> **Entries shown**

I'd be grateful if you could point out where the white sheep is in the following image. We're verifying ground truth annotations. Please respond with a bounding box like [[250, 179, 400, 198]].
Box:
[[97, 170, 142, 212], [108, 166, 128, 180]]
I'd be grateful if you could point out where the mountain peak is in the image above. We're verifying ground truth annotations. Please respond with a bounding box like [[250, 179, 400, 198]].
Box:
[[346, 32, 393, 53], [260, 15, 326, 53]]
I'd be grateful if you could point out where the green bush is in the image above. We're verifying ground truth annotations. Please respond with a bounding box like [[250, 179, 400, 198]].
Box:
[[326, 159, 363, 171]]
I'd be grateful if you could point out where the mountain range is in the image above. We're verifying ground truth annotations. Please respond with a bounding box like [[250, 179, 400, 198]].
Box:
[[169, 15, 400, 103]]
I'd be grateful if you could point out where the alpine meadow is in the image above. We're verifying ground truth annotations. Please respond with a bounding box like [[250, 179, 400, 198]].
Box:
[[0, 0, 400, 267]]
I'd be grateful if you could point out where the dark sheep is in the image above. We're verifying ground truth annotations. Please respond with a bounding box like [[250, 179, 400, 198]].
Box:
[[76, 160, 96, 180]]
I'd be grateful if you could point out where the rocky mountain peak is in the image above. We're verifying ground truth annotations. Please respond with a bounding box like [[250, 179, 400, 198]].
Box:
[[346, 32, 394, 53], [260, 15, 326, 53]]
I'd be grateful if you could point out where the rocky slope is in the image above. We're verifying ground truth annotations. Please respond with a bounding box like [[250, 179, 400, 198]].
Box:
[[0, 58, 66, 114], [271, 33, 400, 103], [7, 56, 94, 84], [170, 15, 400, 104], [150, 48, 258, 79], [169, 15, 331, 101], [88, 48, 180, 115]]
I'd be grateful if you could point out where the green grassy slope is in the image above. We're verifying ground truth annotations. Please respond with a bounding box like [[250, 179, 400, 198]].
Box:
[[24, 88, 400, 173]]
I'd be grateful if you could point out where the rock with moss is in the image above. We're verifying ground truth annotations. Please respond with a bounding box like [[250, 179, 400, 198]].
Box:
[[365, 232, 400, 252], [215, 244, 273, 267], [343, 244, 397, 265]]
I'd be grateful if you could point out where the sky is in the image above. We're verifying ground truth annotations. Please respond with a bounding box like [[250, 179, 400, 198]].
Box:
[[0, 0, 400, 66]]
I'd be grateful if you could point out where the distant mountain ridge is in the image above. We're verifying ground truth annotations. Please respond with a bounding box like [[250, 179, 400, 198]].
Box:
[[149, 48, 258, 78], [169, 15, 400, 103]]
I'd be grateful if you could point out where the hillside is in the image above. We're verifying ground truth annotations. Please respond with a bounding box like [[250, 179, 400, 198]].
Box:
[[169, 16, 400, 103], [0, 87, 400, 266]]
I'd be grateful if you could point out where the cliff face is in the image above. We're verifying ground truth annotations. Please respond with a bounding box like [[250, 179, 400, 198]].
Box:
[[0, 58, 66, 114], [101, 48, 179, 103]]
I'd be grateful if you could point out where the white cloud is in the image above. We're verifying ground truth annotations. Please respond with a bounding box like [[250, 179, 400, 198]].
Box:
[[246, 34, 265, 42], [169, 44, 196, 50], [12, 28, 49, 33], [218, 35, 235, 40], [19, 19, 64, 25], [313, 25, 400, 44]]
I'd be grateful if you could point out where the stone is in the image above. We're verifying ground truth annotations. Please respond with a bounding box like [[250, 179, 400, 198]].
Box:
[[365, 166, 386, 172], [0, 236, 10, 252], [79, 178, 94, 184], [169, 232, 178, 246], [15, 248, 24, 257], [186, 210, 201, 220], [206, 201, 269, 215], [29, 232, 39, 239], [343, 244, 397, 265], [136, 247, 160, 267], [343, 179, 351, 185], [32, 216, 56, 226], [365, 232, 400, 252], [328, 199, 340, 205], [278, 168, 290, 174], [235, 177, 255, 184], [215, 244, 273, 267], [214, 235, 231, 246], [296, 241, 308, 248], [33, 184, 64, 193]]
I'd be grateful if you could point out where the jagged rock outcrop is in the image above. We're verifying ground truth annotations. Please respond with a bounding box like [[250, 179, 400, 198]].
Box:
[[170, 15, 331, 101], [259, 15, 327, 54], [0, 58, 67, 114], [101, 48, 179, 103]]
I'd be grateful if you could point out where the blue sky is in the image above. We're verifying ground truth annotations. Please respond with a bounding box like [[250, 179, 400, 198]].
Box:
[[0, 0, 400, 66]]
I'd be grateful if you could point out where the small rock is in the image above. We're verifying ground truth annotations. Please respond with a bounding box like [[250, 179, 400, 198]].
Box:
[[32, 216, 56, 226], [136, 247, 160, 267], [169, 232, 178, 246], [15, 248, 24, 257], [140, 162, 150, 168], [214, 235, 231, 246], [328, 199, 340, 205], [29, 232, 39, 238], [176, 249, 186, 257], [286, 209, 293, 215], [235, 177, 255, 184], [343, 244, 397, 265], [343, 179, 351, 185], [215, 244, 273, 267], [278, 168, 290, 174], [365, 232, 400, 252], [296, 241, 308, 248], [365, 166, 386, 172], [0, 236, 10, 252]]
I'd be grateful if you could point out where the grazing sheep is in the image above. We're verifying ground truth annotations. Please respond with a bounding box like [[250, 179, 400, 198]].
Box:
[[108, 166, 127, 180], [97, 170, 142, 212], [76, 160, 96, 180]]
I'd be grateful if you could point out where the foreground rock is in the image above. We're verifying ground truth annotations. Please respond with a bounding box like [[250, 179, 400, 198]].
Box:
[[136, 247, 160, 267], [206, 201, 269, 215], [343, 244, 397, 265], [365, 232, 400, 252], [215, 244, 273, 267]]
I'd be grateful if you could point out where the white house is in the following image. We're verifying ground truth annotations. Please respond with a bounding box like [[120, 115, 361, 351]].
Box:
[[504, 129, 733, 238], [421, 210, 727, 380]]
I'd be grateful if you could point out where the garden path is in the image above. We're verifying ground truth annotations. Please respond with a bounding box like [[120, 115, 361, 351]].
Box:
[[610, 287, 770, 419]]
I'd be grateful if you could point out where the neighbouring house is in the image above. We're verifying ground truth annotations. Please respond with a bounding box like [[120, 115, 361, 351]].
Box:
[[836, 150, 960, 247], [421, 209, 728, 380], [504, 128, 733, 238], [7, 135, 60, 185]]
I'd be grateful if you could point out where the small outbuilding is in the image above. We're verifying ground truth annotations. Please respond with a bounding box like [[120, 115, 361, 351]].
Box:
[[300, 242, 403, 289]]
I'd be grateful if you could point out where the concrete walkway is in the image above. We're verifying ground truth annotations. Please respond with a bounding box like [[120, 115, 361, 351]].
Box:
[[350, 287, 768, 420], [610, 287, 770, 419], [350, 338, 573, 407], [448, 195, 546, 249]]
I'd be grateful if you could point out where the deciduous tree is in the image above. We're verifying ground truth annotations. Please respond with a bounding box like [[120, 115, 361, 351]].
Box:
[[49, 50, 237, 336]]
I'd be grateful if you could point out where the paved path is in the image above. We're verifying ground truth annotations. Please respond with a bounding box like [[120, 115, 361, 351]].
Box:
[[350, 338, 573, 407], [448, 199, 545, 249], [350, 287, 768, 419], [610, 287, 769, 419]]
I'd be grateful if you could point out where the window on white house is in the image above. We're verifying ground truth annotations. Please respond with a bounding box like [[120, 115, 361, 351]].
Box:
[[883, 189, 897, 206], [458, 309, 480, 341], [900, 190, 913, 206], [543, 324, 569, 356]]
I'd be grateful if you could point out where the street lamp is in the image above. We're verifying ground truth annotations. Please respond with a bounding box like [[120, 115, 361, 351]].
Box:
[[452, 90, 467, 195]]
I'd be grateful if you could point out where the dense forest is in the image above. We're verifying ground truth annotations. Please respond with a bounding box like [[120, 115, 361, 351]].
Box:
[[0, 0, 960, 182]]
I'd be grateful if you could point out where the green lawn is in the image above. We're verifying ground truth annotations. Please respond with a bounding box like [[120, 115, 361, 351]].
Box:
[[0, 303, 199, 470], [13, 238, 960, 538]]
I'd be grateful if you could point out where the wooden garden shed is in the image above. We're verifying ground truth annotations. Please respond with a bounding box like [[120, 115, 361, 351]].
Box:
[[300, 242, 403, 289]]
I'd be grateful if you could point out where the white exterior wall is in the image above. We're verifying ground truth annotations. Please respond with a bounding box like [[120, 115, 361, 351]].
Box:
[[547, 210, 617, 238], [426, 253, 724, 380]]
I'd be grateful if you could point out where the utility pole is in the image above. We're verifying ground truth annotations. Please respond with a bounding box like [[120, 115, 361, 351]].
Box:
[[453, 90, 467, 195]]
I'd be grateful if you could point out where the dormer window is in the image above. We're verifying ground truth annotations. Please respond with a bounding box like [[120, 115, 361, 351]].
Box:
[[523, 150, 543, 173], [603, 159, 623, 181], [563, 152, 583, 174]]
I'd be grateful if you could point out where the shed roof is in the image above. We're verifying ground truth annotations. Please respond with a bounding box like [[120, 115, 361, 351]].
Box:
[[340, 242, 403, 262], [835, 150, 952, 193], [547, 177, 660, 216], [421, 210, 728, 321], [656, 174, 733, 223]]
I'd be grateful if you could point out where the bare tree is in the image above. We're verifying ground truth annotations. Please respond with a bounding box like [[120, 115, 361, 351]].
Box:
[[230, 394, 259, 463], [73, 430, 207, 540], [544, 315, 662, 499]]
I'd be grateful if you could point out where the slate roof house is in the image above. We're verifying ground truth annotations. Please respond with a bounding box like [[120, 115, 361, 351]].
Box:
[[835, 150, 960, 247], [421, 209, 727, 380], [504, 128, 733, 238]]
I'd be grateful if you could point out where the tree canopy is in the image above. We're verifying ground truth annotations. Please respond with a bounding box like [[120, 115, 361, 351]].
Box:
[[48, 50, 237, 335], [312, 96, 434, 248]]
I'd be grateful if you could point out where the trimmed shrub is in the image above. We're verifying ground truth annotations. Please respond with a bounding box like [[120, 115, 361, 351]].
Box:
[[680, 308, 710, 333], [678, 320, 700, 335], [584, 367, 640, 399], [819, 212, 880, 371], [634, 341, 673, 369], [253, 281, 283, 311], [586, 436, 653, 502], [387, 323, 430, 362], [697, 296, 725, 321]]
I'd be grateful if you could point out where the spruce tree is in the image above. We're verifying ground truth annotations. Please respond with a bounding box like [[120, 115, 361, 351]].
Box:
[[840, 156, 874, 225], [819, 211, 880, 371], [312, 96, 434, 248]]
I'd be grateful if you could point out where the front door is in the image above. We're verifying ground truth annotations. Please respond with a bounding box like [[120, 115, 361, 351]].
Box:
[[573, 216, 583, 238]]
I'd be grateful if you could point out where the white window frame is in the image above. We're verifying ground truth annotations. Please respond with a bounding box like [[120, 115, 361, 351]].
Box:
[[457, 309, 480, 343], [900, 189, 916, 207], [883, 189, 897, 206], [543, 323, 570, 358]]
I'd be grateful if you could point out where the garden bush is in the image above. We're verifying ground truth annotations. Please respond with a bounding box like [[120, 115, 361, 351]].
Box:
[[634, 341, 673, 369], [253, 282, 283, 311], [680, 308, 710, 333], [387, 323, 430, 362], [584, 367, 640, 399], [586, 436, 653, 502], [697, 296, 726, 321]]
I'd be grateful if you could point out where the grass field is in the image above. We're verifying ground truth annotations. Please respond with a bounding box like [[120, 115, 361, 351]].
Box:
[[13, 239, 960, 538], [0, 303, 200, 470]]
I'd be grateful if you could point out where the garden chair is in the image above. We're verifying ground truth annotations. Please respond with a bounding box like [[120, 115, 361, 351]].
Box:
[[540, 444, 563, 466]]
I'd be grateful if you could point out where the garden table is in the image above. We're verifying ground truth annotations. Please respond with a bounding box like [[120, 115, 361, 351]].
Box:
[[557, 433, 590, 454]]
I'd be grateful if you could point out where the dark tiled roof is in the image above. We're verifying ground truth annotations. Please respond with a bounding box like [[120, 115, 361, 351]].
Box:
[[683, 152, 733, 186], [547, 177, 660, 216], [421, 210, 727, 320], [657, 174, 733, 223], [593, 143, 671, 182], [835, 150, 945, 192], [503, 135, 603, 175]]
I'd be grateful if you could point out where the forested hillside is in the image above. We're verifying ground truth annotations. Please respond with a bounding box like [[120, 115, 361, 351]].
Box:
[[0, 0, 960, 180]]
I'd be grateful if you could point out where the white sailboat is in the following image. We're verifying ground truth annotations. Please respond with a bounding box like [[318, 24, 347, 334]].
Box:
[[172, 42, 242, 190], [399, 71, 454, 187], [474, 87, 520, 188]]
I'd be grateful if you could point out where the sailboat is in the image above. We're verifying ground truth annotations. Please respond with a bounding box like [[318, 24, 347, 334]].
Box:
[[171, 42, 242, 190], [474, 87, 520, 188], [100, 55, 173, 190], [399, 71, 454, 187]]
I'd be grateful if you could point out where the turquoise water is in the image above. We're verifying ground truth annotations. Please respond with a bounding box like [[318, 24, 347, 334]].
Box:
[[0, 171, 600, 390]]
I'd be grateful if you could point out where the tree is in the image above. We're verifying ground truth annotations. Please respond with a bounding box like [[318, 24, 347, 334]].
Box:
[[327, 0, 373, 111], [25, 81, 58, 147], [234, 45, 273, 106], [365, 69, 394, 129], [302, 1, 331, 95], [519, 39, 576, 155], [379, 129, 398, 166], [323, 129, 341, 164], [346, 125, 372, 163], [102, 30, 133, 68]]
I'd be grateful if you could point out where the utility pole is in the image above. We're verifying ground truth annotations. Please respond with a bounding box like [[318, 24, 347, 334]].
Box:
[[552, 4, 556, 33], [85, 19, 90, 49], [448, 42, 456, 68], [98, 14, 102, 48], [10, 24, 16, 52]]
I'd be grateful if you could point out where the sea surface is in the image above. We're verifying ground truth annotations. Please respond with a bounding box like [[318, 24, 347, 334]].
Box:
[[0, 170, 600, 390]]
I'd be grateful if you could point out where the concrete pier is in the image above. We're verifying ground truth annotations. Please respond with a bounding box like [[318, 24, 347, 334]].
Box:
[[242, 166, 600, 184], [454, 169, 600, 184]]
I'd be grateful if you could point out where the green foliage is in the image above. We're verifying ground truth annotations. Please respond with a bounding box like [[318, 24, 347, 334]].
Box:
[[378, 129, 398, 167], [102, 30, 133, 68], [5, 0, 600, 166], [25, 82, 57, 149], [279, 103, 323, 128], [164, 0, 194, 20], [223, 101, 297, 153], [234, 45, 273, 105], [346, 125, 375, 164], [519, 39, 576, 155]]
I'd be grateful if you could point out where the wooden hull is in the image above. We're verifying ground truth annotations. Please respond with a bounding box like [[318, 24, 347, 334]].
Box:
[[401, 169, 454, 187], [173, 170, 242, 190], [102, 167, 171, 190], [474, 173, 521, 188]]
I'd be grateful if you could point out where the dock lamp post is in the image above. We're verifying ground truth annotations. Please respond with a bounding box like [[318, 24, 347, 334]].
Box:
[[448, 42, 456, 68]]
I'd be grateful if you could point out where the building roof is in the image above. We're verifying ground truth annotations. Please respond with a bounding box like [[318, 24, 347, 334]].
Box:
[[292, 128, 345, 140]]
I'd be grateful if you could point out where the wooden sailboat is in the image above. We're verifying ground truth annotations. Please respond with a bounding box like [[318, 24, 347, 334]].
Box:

> **Aim**
Render the records from the line containing "the rocky slope" through the line containing "[[24, 88, 400, 173]]" as a two-column CSV with the header row input,output. Give one row per record, with its text under input and its answer under output, each in a single quoted field with line breaks turned into spaces.

> **Task response**
input,output
"I'd be grateful if you could point out where the rocky slope is in the image above. We're verifying ground truth annotations. Please respond with a bounding box like [[250, 179, 400, 198]]. Box:","[[0, 58, 66, 114], [271, 33, 400, 103], [7, 56, 94, 84], [170, 15, 400, 104], [150, 48, 258, 79], [169, 15, 331, 101], [88, 48, 180, 115]]"
"I'd be grateful if you could point out where the green grassy slope is in the image above. We're verifying ground truth annotations. Please respond with a bounding box like [[250, 179, 400, 198]]. Box:","[[24, 88, 400, 173]]"